Everything from the line containing "For every instance of the lamp" to the end of the records below should be repeated exactly, with no other lines added.

*** RECORDS FOR THE EXERCISE ***

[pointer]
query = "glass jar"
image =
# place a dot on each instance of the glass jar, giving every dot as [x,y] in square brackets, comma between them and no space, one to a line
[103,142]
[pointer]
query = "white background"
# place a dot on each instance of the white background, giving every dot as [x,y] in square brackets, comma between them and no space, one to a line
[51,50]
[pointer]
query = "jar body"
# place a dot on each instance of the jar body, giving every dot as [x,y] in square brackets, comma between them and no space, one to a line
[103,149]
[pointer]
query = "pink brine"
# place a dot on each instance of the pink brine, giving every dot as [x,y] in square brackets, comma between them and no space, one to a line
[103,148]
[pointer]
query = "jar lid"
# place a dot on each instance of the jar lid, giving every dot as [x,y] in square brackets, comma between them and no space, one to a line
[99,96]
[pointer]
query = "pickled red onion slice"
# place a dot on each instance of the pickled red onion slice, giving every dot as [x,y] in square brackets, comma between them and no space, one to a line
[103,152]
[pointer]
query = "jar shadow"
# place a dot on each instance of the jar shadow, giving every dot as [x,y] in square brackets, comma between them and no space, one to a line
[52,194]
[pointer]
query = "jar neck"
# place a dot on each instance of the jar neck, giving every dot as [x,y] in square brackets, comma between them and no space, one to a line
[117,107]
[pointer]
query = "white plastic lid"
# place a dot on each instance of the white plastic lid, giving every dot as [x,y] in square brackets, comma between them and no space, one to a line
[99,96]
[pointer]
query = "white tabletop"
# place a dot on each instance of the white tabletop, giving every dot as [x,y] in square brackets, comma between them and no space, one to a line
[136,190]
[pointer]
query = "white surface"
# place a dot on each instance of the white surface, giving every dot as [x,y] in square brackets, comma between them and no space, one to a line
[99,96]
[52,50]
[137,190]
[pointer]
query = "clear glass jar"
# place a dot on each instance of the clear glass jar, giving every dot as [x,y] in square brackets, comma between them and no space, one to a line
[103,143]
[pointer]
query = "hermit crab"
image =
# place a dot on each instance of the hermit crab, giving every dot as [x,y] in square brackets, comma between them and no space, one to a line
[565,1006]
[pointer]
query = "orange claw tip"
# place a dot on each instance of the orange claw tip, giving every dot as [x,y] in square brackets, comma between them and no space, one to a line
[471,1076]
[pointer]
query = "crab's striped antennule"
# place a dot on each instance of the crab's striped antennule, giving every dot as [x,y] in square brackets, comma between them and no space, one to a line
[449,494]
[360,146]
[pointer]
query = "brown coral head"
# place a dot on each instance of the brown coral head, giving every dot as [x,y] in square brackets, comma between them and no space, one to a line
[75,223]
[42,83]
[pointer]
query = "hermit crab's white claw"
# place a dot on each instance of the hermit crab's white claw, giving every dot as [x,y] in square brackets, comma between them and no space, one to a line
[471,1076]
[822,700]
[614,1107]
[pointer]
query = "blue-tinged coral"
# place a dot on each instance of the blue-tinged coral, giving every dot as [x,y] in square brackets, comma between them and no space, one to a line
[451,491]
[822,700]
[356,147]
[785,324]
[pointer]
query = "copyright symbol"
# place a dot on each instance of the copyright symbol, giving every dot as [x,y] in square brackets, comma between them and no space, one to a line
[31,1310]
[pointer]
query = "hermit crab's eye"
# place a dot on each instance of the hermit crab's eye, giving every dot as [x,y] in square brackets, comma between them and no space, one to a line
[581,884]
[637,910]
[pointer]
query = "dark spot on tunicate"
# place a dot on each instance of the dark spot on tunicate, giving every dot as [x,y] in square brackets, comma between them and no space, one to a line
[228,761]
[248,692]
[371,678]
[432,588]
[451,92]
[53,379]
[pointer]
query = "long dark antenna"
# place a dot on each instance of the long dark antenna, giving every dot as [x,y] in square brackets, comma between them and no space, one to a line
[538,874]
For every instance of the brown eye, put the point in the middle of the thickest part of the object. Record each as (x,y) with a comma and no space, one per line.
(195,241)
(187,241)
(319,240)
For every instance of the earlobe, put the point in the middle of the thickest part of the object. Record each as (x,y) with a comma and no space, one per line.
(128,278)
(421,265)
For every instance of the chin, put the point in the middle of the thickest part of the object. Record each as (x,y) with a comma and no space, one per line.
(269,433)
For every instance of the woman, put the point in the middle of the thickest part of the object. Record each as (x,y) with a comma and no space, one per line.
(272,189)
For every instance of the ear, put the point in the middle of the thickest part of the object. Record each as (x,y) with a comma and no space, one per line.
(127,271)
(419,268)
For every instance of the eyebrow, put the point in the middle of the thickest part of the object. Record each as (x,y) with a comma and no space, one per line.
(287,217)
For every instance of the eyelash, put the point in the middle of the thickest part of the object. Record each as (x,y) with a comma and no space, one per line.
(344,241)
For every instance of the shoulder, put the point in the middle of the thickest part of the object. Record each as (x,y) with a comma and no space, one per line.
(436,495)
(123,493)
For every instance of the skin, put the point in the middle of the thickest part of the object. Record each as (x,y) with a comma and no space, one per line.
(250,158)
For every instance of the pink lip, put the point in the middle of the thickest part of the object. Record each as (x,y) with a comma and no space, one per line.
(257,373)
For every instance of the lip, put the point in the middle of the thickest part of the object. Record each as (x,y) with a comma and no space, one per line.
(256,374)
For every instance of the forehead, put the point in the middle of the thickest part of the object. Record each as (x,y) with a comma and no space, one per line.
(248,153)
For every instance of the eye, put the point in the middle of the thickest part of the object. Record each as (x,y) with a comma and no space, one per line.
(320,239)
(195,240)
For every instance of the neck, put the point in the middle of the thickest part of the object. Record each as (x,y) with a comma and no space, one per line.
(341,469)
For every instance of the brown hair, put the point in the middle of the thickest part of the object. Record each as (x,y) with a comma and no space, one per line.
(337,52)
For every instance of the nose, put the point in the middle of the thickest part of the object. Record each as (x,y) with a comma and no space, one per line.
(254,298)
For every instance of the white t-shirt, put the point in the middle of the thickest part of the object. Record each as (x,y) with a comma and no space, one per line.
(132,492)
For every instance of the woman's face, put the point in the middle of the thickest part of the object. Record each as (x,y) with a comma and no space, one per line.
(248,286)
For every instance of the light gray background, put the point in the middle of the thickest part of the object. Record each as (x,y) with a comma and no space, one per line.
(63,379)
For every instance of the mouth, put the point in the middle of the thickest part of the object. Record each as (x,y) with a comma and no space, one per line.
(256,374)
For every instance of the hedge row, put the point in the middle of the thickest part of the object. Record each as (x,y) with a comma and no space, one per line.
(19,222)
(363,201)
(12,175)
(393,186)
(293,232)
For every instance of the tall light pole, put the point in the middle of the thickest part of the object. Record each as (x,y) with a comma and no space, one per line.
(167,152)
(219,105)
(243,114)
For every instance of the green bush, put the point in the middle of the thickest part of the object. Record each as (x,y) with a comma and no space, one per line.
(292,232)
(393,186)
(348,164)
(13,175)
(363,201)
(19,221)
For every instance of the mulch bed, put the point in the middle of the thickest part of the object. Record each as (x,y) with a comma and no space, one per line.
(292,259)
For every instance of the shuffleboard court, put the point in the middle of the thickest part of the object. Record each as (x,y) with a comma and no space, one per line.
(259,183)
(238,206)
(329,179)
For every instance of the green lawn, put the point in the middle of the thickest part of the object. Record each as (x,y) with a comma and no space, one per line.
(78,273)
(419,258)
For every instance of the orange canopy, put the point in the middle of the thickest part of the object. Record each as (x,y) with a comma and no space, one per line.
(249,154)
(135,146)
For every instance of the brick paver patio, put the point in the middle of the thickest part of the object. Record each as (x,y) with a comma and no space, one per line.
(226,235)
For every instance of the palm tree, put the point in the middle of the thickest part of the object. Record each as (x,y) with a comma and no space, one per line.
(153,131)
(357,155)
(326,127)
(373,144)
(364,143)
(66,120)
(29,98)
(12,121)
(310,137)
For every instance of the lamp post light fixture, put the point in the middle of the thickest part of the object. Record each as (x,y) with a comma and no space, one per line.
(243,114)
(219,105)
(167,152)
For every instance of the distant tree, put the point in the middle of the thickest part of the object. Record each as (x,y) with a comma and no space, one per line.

*** End of RECORDS FOR THE EXERCISE ***

* **RESULT OF THIS EXERCISE**
For every instance of the lamp post light fixture, put the point in the middle of the thickest part of the object. Record each as (x,y) with a comma and no space, one per line.
(243,114)
(219,105)
(167,152)
For every instance of the distant tree, put the point in the middle of the thickest part of the object. Record each as (x,y) with a comma and no space, one per line.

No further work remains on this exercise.